* Written task:
Reproduce the data below in full, substituting "marker" for every occurrence of "pin" and leaving all other text unchanged.

* Source records:
— begin —

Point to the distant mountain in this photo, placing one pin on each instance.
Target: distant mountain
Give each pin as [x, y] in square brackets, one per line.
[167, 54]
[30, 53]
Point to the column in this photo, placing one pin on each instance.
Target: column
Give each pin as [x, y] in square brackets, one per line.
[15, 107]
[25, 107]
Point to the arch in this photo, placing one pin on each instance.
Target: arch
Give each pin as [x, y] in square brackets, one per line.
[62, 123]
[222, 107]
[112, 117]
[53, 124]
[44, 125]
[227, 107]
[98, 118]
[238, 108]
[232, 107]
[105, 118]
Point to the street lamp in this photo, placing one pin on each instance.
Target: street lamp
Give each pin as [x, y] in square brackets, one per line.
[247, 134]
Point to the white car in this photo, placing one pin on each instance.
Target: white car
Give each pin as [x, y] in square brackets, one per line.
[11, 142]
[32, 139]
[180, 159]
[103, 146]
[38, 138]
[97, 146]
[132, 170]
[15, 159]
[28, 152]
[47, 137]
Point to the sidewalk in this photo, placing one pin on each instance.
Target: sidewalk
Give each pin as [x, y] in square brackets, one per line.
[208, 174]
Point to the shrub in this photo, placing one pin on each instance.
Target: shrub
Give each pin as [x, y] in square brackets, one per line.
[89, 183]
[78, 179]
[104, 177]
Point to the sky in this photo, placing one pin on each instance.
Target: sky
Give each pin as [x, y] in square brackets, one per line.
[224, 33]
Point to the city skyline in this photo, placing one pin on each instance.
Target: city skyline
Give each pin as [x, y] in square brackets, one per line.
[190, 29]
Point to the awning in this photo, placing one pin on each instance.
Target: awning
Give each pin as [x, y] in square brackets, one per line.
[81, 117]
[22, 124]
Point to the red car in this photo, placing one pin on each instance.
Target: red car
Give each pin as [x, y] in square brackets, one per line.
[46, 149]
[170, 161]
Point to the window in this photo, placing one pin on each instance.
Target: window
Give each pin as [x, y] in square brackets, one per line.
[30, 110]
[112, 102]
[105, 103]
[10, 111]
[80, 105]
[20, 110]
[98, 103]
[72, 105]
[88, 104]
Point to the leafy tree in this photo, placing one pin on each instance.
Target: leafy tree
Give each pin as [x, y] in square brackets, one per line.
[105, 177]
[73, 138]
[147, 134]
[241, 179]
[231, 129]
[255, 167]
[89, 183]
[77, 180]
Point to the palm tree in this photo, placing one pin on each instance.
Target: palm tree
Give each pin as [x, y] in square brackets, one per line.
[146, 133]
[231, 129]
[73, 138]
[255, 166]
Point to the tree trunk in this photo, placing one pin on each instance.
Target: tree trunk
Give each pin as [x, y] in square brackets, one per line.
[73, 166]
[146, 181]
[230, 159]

— end —

* Solution for this problem:
Point to the distant mountain in this photo, placing one marker on each instance.
Target: distant mountain
Give each marker as [x, y] in square brackets, one per line.
[167, 54]
[30, 53]
Point to the column in this photo, placing one marker on each instance.
Target: column
Give each marker as [x, y] in square brackets, one per line.
[15, 107]
[25, 107]
Point to the arch in this photo, placing one marker on each instance.
Target: arch
Give each marker as [x, y] in square brackets, one per line.
[62, 123]
[222, 107]
[112, 117]
[53, 124]
[44, 125]
[227, 107]
[98, 118]
[238, 108]
[232, 107]
[105, 118]
Point to the street lamp in this photo, placing one marker on each instance.
Target: street lamp
Give each marker as [x, y] in square brackets, one per line.
[247, 134]
Point to the white car in this photo, placing one marker on each instance.
Target: white car
Give each marker as [x, y] in square brackets, one per line.
[11, 142]
[32, 139]
[180, 159]
[103, 146]
[38, 138]
[97, 146]
[132, 170]
[15, 159]
[28, 152]
[47, 137]
Point to the sidewalk in this photo, placing one marker on each instance.
Target: sidewalk
Give each marker as [x, y] in square brackets, one per line.
[208, 174]
Point to the shrub in this photo, placing one marker on each instance.
Target: shrub
Give each marker as [x, y] in square brackets, one per line.
[89, 183]
[78, 179]
[104, 177]
Point to the sky in this photo, placing one marker on each instance.
Target: sky
Give each marker as [x, y] in square brackets, one per line.
[224, 33]
Point to the city skyline in this photo, placing one marker on each instance.
Target: city skyline
Give each marker as [x, y] in square brackets, one per line.
[190, 29]
Point to the awning in this photo, placing one marker on each instance.
Target: awning
Give each marker as [x, y] in square brackets, one per line.
[81, 117]
[22, 124]
Point to the red car in this photo, placing one marker on each instance.
Target: red car
Give each marker as [x, y] in square brackets, one per line.
[46, 149]
[170, 161]
Point to the window in this photo, placing one marker on each instance.
Target: window
Give each marker as [x, y] in square brackets, one per line.
[30, 110]
[112, 102]
[105, 103]
[10, 111]
[80, 105]
[20, 110]
[98, 103]
[72, 105]
[88, 104]
Point to the leafy tree in this photo, placing one marker on each instance.
Target: leafy tree
Give each marker as [x, y] in square brackets, one per line.
[105, 177]
[73, 138]
[147, 134]
[241, 179]
[231, 129]
[255, 167]
[89, 183]
[77, 180]
Point to the palm tree in this photo, placing one marker on each instance.
Target: palm tree
Give each marker as [x, y] in square brackets, one per line.
[146, 133]
[231, 129]
[73, 138]
[255, 166]
Point to the tree trunk in this photo, placing one marker on each instance.
Target: tree trunk
Give each marker as [x, y] in square brackets, one per line.
[73, 166]
[146, 181]
[230, 159]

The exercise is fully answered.